• _Passage provided_
§
The 3D cell culture industry is currently characterized by presence of several scaffold-based and scaffold-free products and services, widely being used for the purpose of research across a variety of application areas. Examples of scaffold-based 3D culture products include solid scaffolds, hydrogels, ECM-coated plates and microcarriers.

Products, such as hanging drop plates, ultra-low attachment surfaces, micropatterned plates and suspension culture systems (such as 3D bioreactors), are some of the important scaffold-free 3D technologies that are currently available. It is worth highlighting that despite the advantages that they offer, the adoption of 3D cell cultures is hindered by certain challenges.

These cell culture systems are currently limited to small scale production of cells, thereby, restricting their use to research applications only. Moreover, 3D culture techniques still need to be optimized in order to ensure consistency of results generated across different scales of operation. Due to the aforementioned challenges, 2D cultures continue to be preferred over 3D culture systems; however, with increasing awareness of the advantages of 3D cultures, a significant proportion of researchers are anticipated to gradually transition towards 3D culture systems.

SCOPE OF THE REPORT
It is well-known that, of the several drug / therapy candidates undergoing clinical evaluation, very few make it to advanced stages and an even lesser number receive regulatory approval. One of the key reasons for the failure of therapeutic candidates in clinical trials is the use of conventional 2D cell culture systems in early research studies. It is important to reiterate that these 2D systems are severely limited in a number of aspects. For instance, only 50% of the cell surface is exposed to the culture media; as a result, the actual responses of cells to specific modulators / stimulants cannot be accurately understood.

It is also worth noting that attrition rates of close to 95% have been reported for anti-cancer drug candidates as a result of inaccurate in vitro drug efficacy results and unforeseen toxicity issues that were not properly assessed due to the limitation of 2D culture models. The use of advanced 3D cell culture techniques in in vitro studies is seen to have the capability to overcome several such challenges, currently associated with 2D systems.

The '3D Cell Cultures: Products, Technologies and Key Application Areas (2nd Edition), 2017-2030' report features an extensive study on the various scaffold-based and scaffold-free 3D culture systems. We identified over 80 hydrogel / ECM based products, 70 inserts / plates / other cultureware and 50 3D bioreactors that are widely being used for a variety of research applications across the globe. In addition, several kits, assays and tools are also available to carry out cytotoxicity assessments, transfections and cell viability testing.
§
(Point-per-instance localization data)

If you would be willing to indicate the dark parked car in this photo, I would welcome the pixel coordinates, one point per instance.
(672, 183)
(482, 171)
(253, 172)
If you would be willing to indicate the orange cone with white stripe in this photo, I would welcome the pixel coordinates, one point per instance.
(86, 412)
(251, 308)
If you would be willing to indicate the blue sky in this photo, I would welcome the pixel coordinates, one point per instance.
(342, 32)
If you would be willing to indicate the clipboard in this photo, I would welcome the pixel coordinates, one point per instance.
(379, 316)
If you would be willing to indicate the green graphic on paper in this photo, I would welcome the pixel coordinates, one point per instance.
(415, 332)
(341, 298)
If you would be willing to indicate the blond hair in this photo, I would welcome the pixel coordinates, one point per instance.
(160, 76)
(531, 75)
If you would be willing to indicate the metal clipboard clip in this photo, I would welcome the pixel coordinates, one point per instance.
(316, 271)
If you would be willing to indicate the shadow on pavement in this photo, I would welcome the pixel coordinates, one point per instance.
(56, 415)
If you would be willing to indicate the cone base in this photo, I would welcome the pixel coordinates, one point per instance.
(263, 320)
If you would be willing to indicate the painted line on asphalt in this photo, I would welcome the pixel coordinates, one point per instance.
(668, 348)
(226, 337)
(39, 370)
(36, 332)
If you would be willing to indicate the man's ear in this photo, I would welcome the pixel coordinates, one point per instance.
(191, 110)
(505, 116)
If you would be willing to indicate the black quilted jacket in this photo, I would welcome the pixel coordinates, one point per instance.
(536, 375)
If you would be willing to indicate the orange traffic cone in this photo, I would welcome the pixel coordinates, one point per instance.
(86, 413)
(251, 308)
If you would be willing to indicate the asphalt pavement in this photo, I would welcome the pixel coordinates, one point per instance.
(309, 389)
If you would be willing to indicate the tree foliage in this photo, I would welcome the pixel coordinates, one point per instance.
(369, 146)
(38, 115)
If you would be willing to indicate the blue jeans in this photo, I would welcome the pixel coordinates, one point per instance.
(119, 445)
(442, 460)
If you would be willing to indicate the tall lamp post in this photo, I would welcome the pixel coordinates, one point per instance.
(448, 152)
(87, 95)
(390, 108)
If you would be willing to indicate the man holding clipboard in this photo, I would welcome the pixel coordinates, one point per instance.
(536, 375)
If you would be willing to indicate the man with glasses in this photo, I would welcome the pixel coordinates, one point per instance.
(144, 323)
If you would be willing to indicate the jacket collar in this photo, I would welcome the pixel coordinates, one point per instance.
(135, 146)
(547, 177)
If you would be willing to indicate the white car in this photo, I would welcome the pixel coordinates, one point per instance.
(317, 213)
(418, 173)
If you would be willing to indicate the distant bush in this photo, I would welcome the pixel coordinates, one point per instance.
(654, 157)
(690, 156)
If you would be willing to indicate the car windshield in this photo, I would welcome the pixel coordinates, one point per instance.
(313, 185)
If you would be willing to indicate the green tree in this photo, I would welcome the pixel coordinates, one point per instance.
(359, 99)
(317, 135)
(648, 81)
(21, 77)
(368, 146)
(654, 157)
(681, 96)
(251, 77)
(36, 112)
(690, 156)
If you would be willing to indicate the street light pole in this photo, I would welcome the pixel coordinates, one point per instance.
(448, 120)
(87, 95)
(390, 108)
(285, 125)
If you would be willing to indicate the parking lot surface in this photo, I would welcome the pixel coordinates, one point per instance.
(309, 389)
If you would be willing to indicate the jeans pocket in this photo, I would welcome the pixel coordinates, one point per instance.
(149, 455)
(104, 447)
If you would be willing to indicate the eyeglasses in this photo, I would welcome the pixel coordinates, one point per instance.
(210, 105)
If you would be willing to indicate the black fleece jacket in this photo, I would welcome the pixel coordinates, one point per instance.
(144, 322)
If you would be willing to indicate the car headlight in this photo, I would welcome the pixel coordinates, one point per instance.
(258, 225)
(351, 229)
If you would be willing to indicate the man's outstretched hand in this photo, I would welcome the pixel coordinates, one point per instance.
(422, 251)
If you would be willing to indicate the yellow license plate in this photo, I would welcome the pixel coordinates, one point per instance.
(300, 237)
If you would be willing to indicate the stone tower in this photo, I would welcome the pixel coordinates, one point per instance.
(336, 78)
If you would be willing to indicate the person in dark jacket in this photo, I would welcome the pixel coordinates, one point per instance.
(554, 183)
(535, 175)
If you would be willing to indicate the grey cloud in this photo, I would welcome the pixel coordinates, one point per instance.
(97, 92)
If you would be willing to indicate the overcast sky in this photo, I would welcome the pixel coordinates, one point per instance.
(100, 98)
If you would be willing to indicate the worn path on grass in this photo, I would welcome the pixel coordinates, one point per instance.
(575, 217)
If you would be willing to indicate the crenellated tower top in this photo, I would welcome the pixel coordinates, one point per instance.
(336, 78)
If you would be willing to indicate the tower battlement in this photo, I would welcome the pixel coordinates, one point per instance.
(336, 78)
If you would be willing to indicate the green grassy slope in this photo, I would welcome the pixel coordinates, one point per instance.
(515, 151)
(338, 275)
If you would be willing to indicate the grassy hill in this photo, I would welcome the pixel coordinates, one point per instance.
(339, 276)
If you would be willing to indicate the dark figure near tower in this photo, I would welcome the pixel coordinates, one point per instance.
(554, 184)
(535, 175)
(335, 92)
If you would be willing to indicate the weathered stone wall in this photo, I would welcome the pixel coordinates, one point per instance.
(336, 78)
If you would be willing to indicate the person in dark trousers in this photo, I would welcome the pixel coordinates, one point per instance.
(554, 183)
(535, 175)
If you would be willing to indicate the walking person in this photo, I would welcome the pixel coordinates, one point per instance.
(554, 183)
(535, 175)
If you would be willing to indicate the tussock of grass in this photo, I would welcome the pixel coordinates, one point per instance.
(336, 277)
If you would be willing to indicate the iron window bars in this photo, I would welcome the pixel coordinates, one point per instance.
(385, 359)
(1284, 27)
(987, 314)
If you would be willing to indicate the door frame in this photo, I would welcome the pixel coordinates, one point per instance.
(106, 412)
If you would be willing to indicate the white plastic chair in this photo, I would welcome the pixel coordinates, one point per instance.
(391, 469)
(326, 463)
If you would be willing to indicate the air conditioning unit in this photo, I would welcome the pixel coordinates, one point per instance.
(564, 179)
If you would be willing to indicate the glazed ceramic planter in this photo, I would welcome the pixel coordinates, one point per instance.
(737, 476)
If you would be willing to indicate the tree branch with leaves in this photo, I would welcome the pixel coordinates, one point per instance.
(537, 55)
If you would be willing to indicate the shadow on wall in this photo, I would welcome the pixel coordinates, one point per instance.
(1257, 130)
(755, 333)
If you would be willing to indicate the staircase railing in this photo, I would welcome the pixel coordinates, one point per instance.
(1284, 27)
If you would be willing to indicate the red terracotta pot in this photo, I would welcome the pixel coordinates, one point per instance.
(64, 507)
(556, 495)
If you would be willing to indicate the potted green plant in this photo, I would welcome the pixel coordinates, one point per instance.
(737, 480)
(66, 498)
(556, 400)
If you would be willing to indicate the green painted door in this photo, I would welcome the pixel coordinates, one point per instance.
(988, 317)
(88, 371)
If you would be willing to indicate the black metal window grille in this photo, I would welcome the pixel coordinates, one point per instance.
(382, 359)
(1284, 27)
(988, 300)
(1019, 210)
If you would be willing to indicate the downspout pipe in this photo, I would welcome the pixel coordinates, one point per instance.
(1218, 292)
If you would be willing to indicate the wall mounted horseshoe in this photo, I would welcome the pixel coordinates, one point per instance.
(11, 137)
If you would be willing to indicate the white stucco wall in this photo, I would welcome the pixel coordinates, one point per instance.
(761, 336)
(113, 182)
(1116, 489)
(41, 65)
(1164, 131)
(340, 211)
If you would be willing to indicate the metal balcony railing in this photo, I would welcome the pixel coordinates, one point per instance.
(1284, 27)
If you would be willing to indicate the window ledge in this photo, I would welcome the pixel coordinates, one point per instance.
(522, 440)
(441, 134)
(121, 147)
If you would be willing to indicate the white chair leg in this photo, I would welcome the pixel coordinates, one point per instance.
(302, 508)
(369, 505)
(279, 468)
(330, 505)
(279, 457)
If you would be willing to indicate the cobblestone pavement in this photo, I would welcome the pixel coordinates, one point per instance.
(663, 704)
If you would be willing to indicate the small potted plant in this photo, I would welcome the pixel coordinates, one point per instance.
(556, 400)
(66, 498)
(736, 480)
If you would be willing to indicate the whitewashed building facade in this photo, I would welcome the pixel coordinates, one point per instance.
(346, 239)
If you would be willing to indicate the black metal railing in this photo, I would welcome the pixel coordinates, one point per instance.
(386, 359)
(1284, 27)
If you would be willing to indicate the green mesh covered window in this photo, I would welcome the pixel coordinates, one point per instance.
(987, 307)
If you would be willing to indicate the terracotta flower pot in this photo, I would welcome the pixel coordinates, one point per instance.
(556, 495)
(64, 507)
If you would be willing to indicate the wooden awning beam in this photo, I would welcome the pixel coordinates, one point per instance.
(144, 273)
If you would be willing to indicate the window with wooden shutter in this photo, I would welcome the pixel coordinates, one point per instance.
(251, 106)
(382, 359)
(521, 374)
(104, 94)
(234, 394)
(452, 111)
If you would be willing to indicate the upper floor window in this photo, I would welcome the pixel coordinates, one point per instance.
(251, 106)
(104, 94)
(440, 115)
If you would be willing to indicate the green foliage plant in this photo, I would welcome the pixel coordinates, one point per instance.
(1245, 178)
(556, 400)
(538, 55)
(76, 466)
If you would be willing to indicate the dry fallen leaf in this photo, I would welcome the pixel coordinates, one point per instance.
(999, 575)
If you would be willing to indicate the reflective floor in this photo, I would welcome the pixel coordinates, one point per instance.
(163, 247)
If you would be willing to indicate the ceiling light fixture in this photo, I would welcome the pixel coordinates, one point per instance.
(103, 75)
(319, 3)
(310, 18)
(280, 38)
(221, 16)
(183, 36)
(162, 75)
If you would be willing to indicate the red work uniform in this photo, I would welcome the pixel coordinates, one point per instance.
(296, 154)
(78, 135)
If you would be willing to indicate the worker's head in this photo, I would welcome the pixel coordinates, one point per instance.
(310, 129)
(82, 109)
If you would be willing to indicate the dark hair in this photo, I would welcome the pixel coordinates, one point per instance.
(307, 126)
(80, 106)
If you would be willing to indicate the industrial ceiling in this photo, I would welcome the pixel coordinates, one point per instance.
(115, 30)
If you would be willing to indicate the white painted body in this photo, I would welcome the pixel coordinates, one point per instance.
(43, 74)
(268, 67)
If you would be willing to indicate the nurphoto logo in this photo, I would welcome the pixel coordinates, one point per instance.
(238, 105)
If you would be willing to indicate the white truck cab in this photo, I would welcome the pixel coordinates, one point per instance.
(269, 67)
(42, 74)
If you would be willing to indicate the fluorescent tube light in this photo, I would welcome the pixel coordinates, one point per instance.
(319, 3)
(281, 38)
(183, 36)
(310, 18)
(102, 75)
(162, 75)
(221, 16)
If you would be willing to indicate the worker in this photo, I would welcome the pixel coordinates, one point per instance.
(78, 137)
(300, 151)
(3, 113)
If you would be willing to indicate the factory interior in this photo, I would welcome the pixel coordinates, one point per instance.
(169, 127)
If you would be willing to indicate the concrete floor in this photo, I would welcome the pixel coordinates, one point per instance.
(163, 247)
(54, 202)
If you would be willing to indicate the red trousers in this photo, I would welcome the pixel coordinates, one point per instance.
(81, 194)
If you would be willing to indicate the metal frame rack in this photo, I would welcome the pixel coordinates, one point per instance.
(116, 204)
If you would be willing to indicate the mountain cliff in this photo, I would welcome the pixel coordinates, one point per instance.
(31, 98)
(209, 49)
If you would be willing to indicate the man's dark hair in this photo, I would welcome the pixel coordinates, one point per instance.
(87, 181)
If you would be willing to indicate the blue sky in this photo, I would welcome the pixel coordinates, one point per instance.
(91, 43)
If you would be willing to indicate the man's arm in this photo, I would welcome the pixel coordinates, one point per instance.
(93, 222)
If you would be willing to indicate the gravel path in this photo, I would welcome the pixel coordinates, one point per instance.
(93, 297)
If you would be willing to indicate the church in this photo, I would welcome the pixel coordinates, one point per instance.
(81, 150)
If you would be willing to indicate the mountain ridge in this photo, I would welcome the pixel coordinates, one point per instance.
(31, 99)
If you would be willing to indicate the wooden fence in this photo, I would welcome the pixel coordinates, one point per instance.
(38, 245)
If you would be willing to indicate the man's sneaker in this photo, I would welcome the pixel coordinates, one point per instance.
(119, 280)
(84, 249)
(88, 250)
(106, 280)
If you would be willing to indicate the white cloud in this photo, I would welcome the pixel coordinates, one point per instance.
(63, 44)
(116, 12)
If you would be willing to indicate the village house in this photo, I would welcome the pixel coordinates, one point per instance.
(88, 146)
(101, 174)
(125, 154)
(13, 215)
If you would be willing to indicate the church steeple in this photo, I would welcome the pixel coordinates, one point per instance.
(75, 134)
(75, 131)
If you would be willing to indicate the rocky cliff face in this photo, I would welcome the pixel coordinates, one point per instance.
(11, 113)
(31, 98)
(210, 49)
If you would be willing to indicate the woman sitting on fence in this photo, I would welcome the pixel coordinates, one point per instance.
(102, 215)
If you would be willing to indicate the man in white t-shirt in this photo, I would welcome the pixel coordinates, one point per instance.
§
• _Problem details_
List every example of a scaffold-based 3D culture product named in the 3D cell culture passage.

• _Task solution_
- solid scaffolds
- hydrogels
- ECM-coated plates
- microcarriers